#### WHAT YOU ARE ASKED TO DO:
Your reply should be made up of every line in the records below that holds the string "decoration".

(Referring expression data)
═══

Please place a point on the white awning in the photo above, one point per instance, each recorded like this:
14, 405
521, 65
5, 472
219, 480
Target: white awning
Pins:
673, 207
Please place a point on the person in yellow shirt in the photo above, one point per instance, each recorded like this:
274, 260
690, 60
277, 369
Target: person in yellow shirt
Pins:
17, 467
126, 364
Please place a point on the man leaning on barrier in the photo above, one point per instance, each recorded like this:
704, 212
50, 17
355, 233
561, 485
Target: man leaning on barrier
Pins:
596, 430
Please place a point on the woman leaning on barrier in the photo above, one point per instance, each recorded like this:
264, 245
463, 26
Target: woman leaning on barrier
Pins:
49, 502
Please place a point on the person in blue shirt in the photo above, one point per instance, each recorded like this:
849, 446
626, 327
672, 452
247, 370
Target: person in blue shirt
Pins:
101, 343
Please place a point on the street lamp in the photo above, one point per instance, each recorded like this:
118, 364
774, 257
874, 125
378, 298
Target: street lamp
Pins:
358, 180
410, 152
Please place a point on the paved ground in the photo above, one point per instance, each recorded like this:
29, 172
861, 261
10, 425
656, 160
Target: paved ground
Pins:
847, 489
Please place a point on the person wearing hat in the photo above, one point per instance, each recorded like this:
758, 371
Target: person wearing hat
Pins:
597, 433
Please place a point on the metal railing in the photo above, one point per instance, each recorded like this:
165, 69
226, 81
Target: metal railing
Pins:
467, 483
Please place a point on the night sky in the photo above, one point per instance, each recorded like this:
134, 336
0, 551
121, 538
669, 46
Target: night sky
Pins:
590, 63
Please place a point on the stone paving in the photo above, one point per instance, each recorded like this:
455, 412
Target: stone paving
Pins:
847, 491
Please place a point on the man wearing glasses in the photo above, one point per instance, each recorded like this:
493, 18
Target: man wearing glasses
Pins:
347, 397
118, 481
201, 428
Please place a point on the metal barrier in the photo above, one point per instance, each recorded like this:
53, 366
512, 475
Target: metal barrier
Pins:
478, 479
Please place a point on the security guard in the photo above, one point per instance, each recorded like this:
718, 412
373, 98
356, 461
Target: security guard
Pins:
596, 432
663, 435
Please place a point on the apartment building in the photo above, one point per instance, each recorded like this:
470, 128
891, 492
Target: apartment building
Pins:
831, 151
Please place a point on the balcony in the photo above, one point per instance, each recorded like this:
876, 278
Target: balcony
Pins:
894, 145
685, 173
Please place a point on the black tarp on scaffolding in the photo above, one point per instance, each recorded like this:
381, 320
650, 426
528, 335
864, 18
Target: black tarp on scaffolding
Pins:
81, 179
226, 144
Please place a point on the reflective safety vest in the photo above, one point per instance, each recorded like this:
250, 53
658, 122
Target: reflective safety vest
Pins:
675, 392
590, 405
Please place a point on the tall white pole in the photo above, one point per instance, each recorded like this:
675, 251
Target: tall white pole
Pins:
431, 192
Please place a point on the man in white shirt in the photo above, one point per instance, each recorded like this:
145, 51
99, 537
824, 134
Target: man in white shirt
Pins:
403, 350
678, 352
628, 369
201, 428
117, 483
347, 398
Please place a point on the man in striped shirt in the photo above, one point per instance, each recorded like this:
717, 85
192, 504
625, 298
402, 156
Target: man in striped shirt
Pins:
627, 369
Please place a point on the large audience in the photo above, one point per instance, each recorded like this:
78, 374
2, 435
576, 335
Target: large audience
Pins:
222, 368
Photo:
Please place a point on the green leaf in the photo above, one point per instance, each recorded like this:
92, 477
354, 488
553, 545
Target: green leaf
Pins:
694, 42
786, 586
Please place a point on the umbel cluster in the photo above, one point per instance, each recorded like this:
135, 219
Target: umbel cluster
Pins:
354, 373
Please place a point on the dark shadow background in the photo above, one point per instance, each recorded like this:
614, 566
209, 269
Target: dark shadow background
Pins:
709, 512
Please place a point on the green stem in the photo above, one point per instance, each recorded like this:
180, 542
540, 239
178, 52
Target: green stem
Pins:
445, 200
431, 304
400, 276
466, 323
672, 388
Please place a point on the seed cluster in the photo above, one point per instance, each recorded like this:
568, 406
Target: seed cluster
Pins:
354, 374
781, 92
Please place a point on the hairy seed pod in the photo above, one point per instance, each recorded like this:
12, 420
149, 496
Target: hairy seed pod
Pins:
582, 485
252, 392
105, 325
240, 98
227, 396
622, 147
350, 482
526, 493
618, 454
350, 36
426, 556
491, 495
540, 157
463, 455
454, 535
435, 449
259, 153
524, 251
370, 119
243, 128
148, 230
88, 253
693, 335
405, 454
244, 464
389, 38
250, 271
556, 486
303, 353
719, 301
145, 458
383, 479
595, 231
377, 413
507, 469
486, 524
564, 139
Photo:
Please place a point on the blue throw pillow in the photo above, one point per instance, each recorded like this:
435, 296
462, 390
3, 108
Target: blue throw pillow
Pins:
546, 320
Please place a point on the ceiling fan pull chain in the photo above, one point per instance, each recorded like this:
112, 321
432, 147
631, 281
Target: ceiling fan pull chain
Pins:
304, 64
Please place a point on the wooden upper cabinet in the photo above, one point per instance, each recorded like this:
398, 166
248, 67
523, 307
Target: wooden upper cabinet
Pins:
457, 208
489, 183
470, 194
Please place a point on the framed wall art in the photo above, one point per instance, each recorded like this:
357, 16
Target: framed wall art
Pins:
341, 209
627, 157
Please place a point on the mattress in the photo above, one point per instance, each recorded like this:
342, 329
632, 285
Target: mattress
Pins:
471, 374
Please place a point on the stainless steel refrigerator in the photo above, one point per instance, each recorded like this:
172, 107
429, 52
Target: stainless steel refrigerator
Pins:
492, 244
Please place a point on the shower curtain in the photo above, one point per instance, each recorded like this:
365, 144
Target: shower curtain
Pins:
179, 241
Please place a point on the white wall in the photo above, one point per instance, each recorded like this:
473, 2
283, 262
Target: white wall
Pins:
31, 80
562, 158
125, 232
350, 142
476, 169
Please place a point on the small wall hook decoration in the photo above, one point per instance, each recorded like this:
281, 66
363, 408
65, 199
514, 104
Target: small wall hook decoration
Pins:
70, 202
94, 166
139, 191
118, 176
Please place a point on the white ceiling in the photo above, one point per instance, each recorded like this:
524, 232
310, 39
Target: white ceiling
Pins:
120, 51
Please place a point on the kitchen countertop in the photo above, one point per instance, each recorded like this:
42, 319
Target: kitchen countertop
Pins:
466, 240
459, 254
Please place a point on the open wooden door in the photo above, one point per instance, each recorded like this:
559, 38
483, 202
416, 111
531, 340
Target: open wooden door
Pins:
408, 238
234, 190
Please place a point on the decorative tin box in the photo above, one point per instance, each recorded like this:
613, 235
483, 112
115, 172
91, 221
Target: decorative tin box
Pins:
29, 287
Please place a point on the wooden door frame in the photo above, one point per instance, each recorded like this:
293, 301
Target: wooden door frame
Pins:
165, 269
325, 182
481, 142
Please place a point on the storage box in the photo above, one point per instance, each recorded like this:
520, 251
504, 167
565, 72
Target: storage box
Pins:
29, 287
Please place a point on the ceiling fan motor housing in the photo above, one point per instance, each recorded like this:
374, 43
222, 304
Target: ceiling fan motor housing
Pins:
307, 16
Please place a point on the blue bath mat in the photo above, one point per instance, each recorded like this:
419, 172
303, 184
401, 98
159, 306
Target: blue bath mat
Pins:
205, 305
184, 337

═══

#### RESPONSE:
Please place a point on the small wall hook decoration in the photo above, one point per instance, each recorded like this:
Target: small wall hook decoration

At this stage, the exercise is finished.